=== WORK INSTRUCTIONS ===
1 - Answer these questions from the passage on cellulose hydrogels below:
(a) In which two fields are cellulose hydrogels cited for use?
(b) How many years of work does the paper summarize?
(c) What three main characteristics do cellulose hydrogels have as semiconductor carriers?
2 - Write out the part of the passage on cellulose hydrogels below that starts at "Molecular structure of" and ends at "improve photocatalytic efficiency.".

=== SUPPLIED PASSAGE ===

· · · · ·

Molecular structure of cellulose and its origin in nature.

Cellulose hydrogels are cited for use in both the water treatment [32] and antimicrobial fields [33], emphasizing their adsorption properties as well as their photocatalytic properties. This paper mainly summarizes the properties, preparation methods, and classification of cellulose-based hydrogel materials and their different applications in the direction of photocatalysis over the past 15 years, providing a good basis for future development.

2. Characteristics of Cellulose-Based Hydrogel Photocatalytic Composites

Cellulose hydrogels as semiconductor carriers have three main characteristics: high adsorption, dispersibility, and morphological auxiliary. The adjustment of these characteristics can change the structural features of the semiconductor, which in turn, can effectively improve photocatalytic efficiency.

· · · · ·

=== RECORDS PROVIDED ===

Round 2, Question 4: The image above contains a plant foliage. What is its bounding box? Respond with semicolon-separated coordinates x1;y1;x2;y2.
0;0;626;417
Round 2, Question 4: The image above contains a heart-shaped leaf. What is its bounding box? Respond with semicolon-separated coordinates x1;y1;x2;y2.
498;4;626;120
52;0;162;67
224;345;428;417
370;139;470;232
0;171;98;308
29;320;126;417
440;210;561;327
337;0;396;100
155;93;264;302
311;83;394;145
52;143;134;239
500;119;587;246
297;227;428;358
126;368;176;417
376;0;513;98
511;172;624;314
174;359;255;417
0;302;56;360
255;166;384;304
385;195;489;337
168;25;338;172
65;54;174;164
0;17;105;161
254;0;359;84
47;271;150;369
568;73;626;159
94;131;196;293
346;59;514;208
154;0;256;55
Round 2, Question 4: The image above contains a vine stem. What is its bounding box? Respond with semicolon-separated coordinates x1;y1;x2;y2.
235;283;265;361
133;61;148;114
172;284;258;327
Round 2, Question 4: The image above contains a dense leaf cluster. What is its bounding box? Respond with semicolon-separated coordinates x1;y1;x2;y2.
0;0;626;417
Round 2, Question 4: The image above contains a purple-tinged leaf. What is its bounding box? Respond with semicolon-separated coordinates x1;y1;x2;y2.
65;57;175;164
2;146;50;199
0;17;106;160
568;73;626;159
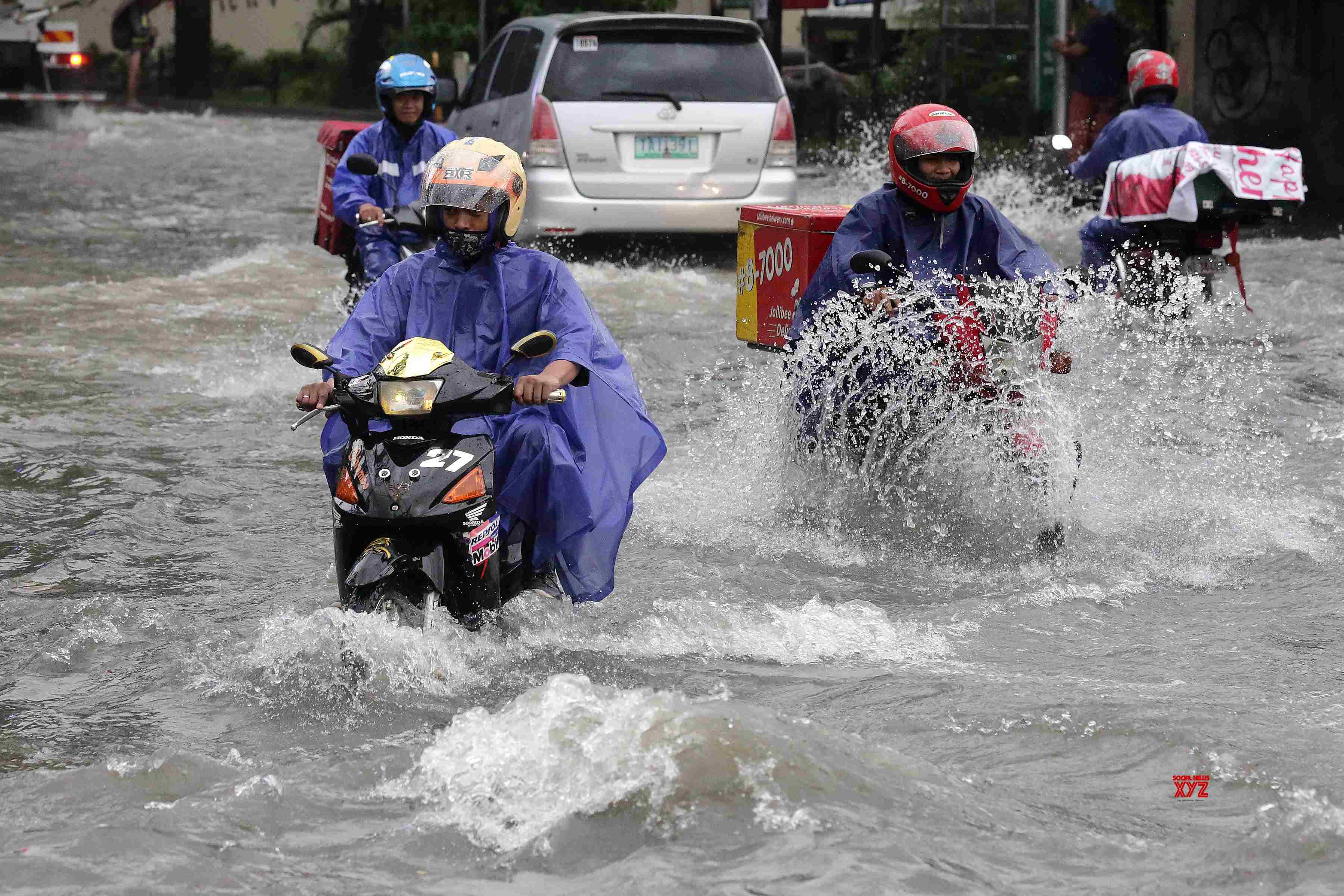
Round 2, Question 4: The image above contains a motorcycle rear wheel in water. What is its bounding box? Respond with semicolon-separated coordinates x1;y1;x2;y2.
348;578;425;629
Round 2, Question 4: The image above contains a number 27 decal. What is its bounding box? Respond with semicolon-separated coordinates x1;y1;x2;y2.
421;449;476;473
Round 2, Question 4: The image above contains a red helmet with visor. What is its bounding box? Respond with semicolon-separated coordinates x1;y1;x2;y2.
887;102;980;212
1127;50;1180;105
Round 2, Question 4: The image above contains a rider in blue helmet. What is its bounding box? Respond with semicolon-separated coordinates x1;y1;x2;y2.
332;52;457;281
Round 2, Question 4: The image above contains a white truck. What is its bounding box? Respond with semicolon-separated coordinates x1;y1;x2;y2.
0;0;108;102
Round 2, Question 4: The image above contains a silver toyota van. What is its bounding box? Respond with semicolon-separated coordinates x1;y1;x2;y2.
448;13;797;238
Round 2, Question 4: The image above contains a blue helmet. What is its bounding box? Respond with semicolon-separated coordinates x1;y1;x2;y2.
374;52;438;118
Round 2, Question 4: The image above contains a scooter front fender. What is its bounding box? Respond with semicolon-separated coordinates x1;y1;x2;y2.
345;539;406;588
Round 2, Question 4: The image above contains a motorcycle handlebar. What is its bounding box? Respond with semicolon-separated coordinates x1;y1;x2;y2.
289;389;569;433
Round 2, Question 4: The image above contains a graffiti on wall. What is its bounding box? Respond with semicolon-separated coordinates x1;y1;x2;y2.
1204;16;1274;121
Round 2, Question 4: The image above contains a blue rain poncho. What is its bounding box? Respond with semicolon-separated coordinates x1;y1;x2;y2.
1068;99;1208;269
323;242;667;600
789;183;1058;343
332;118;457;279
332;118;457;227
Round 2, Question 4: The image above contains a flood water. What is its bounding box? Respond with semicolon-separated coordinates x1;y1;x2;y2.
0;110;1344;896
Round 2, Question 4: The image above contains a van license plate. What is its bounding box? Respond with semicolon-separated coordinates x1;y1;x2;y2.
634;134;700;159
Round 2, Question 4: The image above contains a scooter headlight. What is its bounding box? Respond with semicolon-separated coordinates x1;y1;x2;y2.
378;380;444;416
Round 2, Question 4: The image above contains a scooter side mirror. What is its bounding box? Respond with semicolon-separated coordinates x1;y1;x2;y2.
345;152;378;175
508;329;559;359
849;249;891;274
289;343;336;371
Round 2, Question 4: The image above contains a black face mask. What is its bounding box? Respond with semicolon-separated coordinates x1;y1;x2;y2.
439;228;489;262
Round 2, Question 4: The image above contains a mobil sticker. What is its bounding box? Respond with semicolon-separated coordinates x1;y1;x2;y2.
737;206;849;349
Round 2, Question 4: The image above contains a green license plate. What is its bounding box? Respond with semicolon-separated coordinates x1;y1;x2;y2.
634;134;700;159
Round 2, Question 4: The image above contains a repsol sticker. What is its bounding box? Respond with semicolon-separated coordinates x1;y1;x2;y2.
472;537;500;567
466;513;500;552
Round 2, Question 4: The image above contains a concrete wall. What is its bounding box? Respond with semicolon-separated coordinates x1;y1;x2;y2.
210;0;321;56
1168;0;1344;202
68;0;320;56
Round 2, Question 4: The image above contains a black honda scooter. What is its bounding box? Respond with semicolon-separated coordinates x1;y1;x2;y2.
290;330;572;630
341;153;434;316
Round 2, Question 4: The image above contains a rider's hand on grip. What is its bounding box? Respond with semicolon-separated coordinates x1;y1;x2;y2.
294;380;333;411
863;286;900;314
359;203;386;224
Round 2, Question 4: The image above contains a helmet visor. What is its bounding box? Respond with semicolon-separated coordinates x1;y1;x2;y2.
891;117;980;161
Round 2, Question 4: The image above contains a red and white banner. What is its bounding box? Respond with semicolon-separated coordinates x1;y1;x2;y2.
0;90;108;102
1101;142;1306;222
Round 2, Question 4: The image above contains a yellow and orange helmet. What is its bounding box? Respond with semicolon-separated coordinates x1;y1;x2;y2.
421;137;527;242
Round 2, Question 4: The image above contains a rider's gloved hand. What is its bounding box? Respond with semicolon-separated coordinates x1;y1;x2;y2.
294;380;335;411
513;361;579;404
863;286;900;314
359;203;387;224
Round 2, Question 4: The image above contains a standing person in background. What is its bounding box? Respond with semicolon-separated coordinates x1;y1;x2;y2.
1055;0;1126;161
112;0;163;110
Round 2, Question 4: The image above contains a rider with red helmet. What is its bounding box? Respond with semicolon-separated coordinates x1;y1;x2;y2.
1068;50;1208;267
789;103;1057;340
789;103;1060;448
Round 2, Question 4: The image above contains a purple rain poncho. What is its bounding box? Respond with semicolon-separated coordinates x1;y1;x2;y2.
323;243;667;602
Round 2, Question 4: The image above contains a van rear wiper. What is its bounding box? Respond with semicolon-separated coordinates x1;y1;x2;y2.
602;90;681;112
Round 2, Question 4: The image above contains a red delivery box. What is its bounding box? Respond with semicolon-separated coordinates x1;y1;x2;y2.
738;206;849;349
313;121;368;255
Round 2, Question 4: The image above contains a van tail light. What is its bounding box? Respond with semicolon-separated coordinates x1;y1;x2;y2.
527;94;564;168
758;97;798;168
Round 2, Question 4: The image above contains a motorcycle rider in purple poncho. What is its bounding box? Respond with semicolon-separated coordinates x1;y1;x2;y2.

· · · · ·

=== COMPLETED EXERCISE ===
1 -
(a) Water treatment and antimicrobial fields.
(b) The past 15 years.
(c) High adsorption, dispersibility, and morphological auxiliary.

2 -
Molecular structure of cellulose and its origin in nature.

Cellulose hydrogels are cited for use in both the water treatment [32] and antimicrobial fields [33], emphasizing their adsorption properties as well as their photocatalytic properties. This paper mainly summarizes the properties, preparation methods, and classification of cellulose-based hydrogel materials and their different applications in the direction of photocatalysis over the past 15 years, providing a good basis for future development.

2. Characteristics of Cellulose-Based Hydrogel Photocatalytic Composites

Cellulose hydrogels as semiconductor carriers have three main characteristics: high adsorption, dispersibility, and morphological auxiliary. The adjustment of these characteristics can change the structural features of the semiconductor, which in turn, can effectively improve photocatalytic efficiency.